* Set problem
Omit all pictures. Copy the rest of the material exactly.

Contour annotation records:
○ ○ ○ ○ ○ ○ ○

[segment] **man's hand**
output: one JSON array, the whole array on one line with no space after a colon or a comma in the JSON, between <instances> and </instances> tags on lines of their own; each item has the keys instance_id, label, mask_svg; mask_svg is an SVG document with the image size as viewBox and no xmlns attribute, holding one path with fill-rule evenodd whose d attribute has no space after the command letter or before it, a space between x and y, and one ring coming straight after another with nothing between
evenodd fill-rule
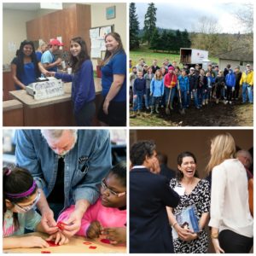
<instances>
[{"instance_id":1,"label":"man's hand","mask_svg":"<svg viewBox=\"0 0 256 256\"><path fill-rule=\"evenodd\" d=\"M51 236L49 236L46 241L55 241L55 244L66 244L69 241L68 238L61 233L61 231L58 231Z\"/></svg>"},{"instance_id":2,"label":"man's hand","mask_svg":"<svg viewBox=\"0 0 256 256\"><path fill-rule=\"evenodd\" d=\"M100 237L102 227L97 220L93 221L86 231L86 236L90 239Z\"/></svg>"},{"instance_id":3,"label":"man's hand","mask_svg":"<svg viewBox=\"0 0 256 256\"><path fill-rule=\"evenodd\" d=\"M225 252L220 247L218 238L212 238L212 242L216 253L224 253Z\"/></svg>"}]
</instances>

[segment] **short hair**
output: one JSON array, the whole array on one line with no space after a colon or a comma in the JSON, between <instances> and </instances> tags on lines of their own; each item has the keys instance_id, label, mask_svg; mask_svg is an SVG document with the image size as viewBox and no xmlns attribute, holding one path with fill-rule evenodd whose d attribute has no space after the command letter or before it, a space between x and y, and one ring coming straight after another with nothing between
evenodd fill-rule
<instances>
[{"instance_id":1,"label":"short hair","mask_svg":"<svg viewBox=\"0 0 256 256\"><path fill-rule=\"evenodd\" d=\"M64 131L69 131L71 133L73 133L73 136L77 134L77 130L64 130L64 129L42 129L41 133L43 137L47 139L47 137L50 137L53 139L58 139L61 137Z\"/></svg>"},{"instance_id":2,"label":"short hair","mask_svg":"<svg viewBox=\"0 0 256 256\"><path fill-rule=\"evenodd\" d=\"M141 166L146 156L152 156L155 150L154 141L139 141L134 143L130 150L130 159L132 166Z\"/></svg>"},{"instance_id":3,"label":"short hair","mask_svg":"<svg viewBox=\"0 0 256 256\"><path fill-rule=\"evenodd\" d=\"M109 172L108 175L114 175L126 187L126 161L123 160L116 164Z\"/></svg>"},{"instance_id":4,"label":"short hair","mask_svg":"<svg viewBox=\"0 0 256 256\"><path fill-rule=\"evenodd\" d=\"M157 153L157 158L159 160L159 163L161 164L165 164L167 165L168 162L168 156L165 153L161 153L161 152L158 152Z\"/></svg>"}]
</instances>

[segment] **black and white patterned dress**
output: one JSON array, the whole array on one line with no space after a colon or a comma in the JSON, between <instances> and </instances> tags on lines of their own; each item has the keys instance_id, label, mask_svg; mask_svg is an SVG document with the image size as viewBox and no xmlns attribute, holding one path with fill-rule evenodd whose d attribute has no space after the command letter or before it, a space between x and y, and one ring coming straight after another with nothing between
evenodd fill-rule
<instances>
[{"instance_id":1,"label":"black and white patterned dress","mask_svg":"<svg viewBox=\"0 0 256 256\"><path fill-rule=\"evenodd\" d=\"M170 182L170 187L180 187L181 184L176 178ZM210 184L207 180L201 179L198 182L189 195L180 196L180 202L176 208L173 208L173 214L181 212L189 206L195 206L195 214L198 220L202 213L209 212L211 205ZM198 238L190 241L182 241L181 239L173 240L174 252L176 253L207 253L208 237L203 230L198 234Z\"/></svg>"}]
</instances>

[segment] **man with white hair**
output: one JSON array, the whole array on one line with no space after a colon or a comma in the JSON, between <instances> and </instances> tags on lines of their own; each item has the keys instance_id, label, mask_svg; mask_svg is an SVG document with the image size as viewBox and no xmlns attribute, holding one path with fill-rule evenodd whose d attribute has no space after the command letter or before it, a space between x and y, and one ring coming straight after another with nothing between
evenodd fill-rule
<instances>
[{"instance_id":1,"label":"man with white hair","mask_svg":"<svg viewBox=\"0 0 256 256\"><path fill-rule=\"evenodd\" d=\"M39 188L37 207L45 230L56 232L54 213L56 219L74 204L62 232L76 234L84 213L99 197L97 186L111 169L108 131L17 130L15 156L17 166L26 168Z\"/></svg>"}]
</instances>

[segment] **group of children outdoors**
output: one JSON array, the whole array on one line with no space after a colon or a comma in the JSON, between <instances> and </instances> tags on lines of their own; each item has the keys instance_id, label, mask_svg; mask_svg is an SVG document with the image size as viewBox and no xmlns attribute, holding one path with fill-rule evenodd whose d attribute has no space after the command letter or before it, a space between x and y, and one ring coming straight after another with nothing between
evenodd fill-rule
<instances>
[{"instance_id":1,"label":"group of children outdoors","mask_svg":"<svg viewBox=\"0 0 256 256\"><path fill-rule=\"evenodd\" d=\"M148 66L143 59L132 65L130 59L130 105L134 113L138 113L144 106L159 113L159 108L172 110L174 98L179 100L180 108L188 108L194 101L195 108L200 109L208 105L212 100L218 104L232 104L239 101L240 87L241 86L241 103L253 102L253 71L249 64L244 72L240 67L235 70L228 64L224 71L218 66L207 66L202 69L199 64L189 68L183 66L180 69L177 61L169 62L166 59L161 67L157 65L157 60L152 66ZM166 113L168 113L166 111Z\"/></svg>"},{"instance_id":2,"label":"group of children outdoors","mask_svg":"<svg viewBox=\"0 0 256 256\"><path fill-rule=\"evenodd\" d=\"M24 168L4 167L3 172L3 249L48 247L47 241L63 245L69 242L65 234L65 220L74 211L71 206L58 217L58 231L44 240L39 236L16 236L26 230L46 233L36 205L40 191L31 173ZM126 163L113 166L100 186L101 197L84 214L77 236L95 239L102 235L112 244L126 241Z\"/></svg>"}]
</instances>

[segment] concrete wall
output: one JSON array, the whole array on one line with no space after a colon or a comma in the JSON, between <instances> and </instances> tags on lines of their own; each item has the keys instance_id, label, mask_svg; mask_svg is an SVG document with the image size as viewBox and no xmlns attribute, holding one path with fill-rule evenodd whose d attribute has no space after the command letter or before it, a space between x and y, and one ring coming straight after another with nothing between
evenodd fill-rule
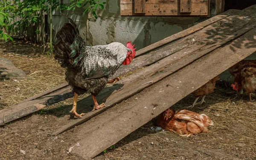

○ ○ ○ ○ ○ ○ ○

* Task response
[segment] **man's hand**
output: one JSON array, the whole array on one line with no space after a colon or a comma in the JSON, between <instances> and </instances> tags on lines of their own; each item has the keys instance_id, label, mask_svg; mask_svg is an SVG document with the image size as viewBox and no xmlns attribute, holding one path with fill-rule evenodd whose d attribute has no space after the command letter or before it, a space between x and y, and one ring coming straight after another with nothing between
evenodd fill-rule
<instances>
[{"instance_id":1,"label":"man's hand","mask_svg":"<svg viewBox=\"0 0 256 256\"><path fill-rule=\"evenodd\" d=\"M51 236L49 236L46 241L55 241L55 244L66 244L69 241L68 238L61 233L61 231L58 231Z\"/></svg>"},{"instance_id":2,"label":"man's hand","mask_svg":"<svg viewBox=\"0 0 256 256\"><path fill-rule=\"evenodd\" d=\"M100 237L102 227L97 220L93 221L86 231L86 236L90 239Z\"/></svg>"},{"instance_id":3,"label":"man's hand","mask_svg":"<svg viewBox=\"0 0 256 256\"><path fill-rule=\"evenodd\" d=\"M225 252L220 247L218 238L212 238L212 242L216 253L224 253Z\"/></svg>"}]
</instances>

[segment] **short hair**
output: one JSON array, the whole array on one line with no space after a colon or a comma in the JSON, between <instances> and </instances> tags on lines of their own; each item has the keys instance_id, label, mask_svg; mask_svg is an SVG document with the image size as viewBox and no xmlns attribute, holding one path with fill-rule evenodd whose d attribute has no space after the command letter or before it, a space between x and y, and one ring coming straight after another with nothing between
evenodd fill-rule
<instances>
[{"instance_id":1,"label":"short hair","mask_svg":"<svg viewBox=\"0 0 256 256\"><path fill-rule=\"evenodd\" d=\"M64 131L69 131L71 133L73 133L73 136L77 134L77 130L64 130L64 129L42 129L41 133L43 137L47 139L47 137L50 137L53 139L58 139L61 137Z\"/></svg>"},{"instance_id":2,"label":"short hair","mask_svg":"<svg viewBox=\"0 0 256 256\"><path fill-rule=\"evenodd\" d=\"M141 166L146 156L152 156L155 150L154 141L139 141L134 143L130 150L130 159L132 166Z\"/></svg>"},{"instance_id":3,"label":"short hair","mask_svg":"<svg viewBox=\"0 0 256 256\"><path fill-rule=\"evenodd\" d=\"M109 172L108 175L114 175L126 187L126 161L123 160L116 164Z\"/></svg>"},{"instance_id":4,"label":"short hair","mask_svg":"<svg viewBox=\"0 0 256 256\"><path fill-rule=\"evenodd\" d=\"M157 153L157 158L159 160L159 163L161 164L165 164L167 165L168 162L168 156L165 153L161 153L161 152L158 152Z\"/></svg>"}]
</instances>

[segment] **black and white patterned dress**
output: one JSON array, the whole array on one line with no space after a colon or a comma in the JSON, between <instances> and </instances> tags on lines of their own; each item has the keys instance_id, label, mask_svg; mask_svg is an SVG document with the image size as viewBox and no xmlns attribute, holding one path with fill-rule evenodd whose d attribute has no space after the command letter or before it, a space between x and y, and one ring coming straight after another with nothing between
evenodd fill-rule
<instances>
[{"instance_id":1,"label":"black and white patterned dress","mask_svg":"<svg viewBox=\"0 0 256 256\"><path fill-rule=\"evenodd\" d=\"M170 182L170 187L180 187L181 184L176 178ZM210 184L207 180L201 179L198 182L189 195L180 196L180 202L176 208L173 208L173 214L181 212L189 206L195 206L195 214L198 220L202 213L209 212L211 205ZM198 238L190 241L182 241L181 239L173 240L174 252L176 253L207 253L208 237L203 230L198 234Z\"/></svg>"}]
</instances>

[segment] **man with white hair**
output: one JSON array, the whole array on one line with no space after a colon or a comma in the JSON, between <instances> and </instances> tags on lines of their own; each item has the keys instance_id, label, mask_svg; mask_svg is an SVG document with the image size as viewBox and no xmlns attribute, holding one path with fill-rule evenodd whose d attribute has no space after the command letter or before it, a space between x and y, and one ring coming straight after another with nothing between
evenodd fill-rule
<instances>
[{"instance_id":1,"label":"man with white hair","mask_svg":"<svg viewBox=\"0 0 256 256\"><path fill-rule=\"evenodd\" d=\"M39 188L37 207L45 230L56 232L54 213L56 219L74 204L62 232L76 234L84 213L99 197L97 186L111 169L108 131L17 130L15 156L17 166L26 168Z\"/></svg>"}]
</instances>

[segment] **group of children outdoors**
output: one JSON array, the whole array on one line with no space after a colon or a comma in the JSON, between <instances> and </instances> tags on lines of their own; each item has the keys instance_id, label, mask_svg; mask_svg is an SVG document with the image size as viewBox and no xmlns attribute, holding one path with fill-rule evenodd whose d attribute has no space after the command letter or before it, a space between x and y, and one ring coming straight after another with nothing between
evenodd fill-rule
<instances>
[{"instance_id":1,"label":"group of children outdoors","mask_svg":"<svg viewBox=\"0 0 256 256\"><path fill-rule=\"evenodd\" d=\"M148 66L143 59L132 65L130 59L130 105L134 113L138 113L144 106L159 113L159 108L172 110L174 98L179 100L180 108L188 108L194 101L195 108L200 109L208 105L212 100L218 104L232 104L239 101L240 87L241 86L241 103L253 102L253 71L249 64L244 72L240 67L235 70L228 64L224 71L218 66L207 66L202 69L199 64L189 68L183 66L180 69L177 61L169 62L166 59L161 67L157 65L157 60L152 66ZM166 113L168 113L166 111Z\"/></svg>"},{"instance_id":2,"label":"group of children outdoors","mask_svg":"<svg viewBox=\"0 0 256 256\"><path fill-rule=\"evenodd\" d=\"M24 168L4 167L3 172L3 249L48 247L47 241L63 245L69 242L65 234L65 220L74 211L71 206L58 217L58 231L44 240L39 236L16 236L26 230L46 233L36 205L40 191L31 173ZM126 163L113 166L100 186L101 197L84 214L77 236L95 239L102 235L112 244L126 241Z\"/></svg>"}]
</instances>

[segment] concrete wall
output: one JSON array, the whole array on one line with no space after a colon or a comma in the JSON, between <instances> and </instances> tags on lines of their own; each item has the keys instance_id, label, mask_svg; mask_svg is an SVG document with the image size as viewBox and no xmlns attribute, holding one path with fill-rule evenodd whose d attribute has no space after the command letter or before it, a space between x and y, and one ring coming straight after another with nothing between
evenodd fill-rule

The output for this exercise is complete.